#### УСЛОВИЕ ЗАДАЧИ:
Выпишите из отрывка о Тургеневе кусок слово в слово: начните с того места, где есть слова «Но если Тургенев», и остановитесь после слов «совершенное искусство композиции.».
── ИСХОДНЫЙ ОТРЫВОК
Трагедия Шекспира не «кусок жизни», но ее персонажи – живые люди. Полоний – истинный придворный, Гамлет реальный молодой человек. Романисту, как и драматургу, не следует гоняться за «броскостью». В романах Тургенева нет ни одного персонажа, который выглядел бы актером, разыгрывающим мелодраму.
Мы уже говорили, что мир Тургенева – невелик; но именно потому, что писателю хватило мужества ограничить свою вселенную миром собственных наблюдений, он один из тех редких романистов, который почти никогда не фальшивит.

Но если Тургенев реалист в изображении деталей, он великий художник в умении эти детали отобрать. Искусство Тургенева нередко сравнивали с греческим, и это сравнение точно, потому что, как в первом, так и во втором случае, представление о сложном единстве создается с помощью немногих, но точно выбранных подробностей. Ни один романист не был до такой степени «экономен в средствах».

Всякого, кто хоть сколько нибудь знаком с техникой романа, не может не поражать, что всего в нескольких коротких книгах Тургеневу удалось создать такое убедительное ощущение протяженности и полноты жизни. Анализируя его метод, обнаруживаешь глубоко запрятанное и необычайно совершенное искусство композиции.

Какой нибудь Мередит или Джордж Элиот любят начинать историю героя с самого детства. Даже Толстой подходит к центральному эпизоду произведения издалека. Тургенев почти всегда сразу, погружается в самое сердце сюжета. «Отцы и дети» – история всего нескольких недель, «Первая любовь» тоже; «Дворянское гнездо» начинается в момент возвращения Лаврецкого на родину; «Дым» – в момент знакомства с Ириной.

И только потом, когда читателя уже взяло за сердце, когда он уже сопереживает герою, автор позволяет себе вернуться назад, коснуться некоторых моментов прошлого, которые считает необходимым осветить. Читая Тургенева, обнаруживаешь, что он приближается к единству времени классической французской трагедии, да он и в самом деле – великий классик. Так же как и наши великие классики, он пренебрегает «интригой».
────
── ИСХОДНЫЕ ДАННЫЕ
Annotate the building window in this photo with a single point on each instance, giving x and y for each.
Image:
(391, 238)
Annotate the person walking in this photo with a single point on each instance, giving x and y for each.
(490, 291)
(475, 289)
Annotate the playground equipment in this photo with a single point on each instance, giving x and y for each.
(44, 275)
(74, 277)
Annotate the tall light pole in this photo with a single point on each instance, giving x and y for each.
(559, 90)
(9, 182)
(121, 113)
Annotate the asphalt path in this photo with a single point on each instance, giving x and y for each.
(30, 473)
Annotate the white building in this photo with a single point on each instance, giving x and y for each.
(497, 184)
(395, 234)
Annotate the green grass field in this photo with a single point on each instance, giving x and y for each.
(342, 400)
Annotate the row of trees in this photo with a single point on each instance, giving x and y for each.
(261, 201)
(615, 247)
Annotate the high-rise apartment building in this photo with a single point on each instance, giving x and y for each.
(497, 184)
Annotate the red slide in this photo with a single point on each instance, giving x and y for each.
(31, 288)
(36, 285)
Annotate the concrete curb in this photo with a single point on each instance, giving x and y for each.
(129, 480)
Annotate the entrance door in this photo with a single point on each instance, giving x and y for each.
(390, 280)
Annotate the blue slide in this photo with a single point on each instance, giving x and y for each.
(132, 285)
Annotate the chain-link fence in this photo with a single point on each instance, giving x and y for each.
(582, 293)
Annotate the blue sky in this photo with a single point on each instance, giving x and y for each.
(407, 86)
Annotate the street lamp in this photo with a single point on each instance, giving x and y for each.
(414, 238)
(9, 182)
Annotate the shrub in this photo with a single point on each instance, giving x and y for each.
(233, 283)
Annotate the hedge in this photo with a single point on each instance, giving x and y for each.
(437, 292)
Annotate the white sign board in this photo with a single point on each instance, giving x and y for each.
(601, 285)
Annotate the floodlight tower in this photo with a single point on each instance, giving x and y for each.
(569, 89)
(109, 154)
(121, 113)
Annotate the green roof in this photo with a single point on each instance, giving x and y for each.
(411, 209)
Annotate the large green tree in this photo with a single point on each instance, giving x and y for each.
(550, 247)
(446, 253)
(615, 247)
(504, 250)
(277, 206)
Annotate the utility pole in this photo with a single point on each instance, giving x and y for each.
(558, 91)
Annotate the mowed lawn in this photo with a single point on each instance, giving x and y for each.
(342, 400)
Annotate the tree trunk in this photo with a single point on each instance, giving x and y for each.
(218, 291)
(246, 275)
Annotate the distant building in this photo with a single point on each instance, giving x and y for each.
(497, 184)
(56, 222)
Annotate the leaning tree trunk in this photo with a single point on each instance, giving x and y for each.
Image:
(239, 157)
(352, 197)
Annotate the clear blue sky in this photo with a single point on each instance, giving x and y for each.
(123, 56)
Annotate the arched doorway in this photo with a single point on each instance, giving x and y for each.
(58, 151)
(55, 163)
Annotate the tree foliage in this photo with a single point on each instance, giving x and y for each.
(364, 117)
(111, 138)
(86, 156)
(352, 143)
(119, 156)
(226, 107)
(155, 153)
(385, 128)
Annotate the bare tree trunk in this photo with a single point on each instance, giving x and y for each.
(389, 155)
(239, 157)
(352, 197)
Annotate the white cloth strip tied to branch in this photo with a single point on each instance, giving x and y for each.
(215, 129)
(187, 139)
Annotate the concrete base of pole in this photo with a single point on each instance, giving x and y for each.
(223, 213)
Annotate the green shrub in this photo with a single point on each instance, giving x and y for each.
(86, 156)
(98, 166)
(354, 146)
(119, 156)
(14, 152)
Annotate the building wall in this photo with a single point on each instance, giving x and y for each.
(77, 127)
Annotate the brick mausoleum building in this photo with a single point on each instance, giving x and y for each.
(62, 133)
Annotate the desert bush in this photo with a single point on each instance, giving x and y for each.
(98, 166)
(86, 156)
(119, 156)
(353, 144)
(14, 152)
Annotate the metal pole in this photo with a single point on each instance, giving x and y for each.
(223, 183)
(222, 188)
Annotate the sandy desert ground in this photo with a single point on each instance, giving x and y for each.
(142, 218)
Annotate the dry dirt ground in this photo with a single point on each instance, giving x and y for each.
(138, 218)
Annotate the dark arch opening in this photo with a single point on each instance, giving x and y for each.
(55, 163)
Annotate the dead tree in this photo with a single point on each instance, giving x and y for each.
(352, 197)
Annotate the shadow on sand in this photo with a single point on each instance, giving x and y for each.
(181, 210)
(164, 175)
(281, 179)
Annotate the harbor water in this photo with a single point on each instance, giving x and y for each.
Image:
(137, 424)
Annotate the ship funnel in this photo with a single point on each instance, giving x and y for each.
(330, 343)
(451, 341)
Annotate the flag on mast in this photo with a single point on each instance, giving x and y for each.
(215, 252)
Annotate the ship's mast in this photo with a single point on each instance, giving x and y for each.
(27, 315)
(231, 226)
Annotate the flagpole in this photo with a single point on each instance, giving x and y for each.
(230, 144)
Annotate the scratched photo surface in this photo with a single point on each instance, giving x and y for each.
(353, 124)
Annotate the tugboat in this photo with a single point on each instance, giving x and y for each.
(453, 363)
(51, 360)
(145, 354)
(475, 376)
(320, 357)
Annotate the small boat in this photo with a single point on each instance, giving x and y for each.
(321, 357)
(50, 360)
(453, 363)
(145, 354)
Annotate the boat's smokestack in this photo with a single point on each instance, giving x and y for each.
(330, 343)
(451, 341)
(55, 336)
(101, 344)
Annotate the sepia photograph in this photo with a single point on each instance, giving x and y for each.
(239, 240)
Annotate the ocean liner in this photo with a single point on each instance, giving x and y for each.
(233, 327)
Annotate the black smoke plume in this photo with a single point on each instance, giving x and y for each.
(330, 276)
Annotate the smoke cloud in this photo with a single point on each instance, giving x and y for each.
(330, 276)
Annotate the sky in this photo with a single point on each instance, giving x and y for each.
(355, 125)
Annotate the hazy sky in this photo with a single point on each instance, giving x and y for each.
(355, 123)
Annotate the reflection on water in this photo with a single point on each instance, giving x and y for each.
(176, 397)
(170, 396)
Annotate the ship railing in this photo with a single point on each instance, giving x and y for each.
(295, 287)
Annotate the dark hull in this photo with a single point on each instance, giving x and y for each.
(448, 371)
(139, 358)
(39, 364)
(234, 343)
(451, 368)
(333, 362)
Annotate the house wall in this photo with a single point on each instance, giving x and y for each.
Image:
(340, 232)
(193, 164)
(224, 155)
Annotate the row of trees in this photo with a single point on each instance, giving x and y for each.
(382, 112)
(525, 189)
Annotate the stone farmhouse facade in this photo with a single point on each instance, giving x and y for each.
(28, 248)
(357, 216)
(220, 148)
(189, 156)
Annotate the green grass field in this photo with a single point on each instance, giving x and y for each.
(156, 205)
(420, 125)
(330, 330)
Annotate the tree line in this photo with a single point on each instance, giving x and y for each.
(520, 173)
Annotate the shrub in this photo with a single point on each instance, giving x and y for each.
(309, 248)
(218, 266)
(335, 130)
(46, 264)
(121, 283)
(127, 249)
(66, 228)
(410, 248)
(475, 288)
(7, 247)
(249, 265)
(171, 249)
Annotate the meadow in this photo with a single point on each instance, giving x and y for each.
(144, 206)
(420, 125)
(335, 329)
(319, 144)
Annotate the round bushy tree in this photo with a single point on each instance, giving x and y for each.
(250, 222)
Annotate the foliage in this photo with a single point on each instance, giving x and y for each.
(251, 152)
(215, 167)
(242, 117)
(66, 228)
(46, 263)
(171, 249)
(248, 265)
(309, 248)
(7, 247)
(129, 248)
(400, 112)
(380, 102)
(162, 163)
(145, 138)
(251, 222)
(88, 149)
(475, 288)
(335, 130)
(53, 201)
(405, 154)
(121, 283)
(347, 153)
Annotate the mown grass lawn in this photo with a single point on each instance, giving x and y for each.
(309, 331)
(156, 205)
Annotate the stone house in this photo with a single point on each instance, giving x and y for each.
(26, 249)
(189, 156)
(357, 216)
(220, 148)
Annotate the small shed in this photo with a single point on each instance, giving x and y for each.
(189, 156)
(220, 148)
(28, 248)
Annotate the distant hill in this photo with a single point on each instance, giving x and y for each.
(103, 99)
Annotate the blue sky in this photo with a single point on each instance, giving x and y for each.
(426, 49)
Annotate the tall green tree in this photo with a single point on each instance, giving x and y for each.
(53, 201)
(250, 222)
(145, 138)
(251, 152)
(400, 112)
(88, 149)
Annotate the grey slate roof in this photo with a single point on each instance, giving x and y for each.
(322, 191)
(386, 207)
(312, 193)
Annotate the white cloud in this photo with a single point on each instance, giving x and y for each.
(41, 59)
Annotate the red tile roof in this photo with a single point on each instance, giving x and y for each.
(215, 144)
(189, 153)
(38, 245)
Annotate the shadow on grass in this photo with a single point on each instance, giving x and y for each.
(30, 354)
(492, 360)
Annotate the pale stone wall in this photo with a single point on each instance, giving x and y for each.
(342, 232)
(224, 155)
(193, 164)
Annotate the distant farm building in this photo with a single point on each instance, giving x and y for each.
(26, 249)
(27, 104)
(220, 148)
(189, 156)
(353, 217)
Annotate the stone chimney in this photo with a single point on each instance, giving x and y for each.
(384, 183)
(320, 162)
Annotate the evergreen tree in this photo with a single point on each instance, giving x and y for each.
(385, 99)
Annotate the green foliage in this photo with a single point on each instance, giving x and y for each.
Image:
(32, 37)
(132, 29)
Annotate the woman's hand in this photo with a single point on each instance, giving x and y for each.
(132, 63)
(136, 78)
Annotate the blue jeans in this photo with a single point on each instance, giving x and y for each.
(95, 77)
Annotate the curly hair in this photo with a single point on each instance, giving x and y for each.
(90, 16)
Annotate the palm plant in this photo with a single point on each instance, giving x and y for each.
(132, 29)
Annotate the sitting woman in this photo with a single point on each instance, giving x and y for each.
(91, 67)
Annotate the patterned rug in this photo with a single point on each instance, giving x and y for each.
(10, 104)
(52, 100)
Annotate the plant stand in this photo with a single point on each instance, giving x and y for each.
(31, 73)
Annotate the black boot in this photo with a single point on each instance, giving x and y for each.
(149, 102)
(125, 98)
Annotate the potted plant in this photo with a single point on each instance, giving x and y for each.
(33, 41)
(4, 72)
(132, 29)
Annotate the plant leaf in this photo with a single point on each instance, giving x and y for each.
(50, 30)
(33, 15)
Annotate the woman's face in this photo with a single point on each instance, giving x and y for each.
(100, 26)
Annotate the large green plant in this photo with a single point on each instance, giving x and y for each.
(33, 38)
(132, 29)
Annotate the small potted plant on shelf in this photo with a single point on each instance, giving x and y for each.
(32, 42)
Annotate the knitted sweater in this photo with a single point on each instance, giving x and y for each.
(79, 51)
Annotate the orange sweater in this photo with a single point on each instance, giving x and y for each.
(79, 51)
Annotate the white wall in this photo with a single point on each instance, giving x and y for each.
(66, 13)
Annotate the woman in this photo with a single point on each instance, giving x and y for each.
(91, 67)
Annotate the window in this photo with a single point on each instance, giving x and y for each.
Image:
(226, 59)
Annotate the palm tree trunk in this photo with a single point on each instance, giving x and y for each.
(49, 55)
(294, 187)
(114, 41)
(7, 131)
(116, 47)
────
#### РЕЗУЛЬТАТ УПРАЖНЕНИЯ:
Но если Тургенев реалист в изображении деталей, он великий художник в умении эти детали отобрать. Искусство Тургенева нередко сравнивали с греческим, и это сравнение точно, потому что, как в первом, так и во втором случае, представление о сложном единстве создается с помощью немногих, но точно выбранных подробностей. Ни один романист не был до такой степени «экономен в средствах».

Всякого, кто хоть сколько нибудь знаком с техникой романа, не может не поражать, что всего в нескольких коротких книгах Тургеневу удалось создать такое убедительное ощущение протяженности и полноты жизни. Анализируя его метод, обнаруживаешь глубоко запрятанное и необычайно совершенное искусство композиции.